(Beginning of Source data)

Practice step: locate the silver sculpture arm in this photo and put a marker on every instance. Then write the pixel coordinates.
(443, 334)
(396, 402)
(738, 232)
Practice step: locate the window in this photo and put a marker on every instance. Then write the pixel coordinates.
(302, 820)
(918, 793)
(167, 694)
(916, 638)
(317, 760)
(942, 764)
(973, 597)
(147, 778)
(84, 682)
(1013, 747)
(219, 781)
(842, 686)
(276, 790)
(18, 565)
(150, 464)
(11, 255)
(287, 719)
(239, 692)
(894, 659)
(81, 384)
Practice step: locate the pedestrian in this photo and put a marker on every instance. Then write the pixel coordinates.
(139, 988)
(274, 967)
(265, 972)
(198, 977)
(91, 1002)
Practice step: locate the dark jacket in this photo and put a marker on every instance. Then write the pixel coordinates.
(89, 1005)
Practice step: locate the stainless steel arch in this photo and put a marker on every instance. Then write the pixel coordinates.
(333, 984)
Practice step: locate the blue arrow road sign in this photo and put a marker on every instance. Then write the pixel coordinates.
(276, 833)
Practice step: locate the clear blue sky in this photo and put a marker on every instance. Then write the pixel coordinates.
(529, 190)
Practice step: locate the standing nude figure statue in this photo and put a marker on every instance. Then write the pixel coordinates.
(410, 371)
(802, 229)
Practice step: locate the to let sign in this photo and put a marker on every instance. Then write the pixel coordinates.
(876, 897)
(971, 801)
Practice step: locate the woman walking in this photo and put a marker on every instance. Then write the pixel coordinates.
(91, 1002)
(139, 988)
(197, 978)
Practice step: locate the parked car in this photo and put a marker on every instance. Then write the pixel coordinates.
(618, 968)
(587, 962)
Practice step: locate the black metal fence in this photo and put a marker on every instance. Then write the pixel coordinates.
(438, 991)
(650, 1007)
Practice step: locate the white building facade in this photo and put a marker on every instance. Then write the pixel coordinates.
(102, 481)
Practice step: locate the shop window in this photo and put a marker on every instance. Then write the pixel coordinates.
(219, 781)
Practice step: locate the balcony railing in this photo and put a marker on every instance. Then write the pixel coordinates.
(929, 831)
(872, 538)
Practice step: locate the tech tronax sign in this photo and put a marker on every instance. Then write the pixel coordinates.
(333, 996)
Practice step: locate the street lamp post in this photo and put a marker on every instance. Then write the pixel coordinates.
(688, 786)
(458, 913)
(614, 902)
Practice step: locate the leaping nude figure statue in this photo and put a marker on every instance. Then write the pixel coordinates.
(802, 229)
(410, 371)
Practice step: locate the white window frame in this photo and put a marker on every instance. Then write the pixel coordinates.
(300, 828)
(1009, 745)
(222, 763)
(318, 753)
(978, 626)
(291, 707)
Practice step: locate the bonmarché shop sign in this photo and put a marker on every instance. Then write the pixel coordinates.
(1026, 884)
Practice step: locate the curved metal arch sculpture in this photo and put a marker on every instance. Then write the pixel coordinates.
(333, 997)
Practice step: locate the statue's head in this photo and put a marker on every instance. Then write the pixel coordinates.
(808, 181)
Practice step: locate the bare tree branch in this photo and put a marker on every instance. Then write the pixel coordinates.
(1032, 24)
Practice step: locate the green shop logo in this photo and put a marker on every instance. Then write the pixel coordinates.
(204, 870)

(End of Source data)

:: Your task ::
What is needed is an exact printout of every line from the one with "Practice step: locate the leaping" through the end of the data, including both, and nothing more.

:: Answer to the exercise ::
Practice step: locate the leaping nude figure statue in this photo and put a marker on every instance. Then write the pixel coordinates.
(802, 229)
(410, 371)
Practice step: locate the white window frame in this photo and put a marker on every instance. Then write the pixel coordinates.
(300, 828)
(1009, 745)
(222, 763)
(318, 753)
(978, 626)
(291, 707)
Practice step: locate the bonmarché shop sign in this photo and put a marker on every instance. Then write the pixel coordinates.
(1026, 884)
Practice step: locate the curved metal arch sculpture in this photo and put a marker on every instance. Then write the pixel coordinates.
(333, 997)
Practice step: locate the statue's head in this photo and put a marker on every instance. Then write the pixel coordinates.
(808, 181)
Practice step: locate the bare tree branch in this photo and put a marker on every instance. Then write the pixel coordinates.
(1032, 24)
Practice step: locate the green shop logo in this photo and put a marker on every instance. Then write the pixel coordinates.
(204, 870)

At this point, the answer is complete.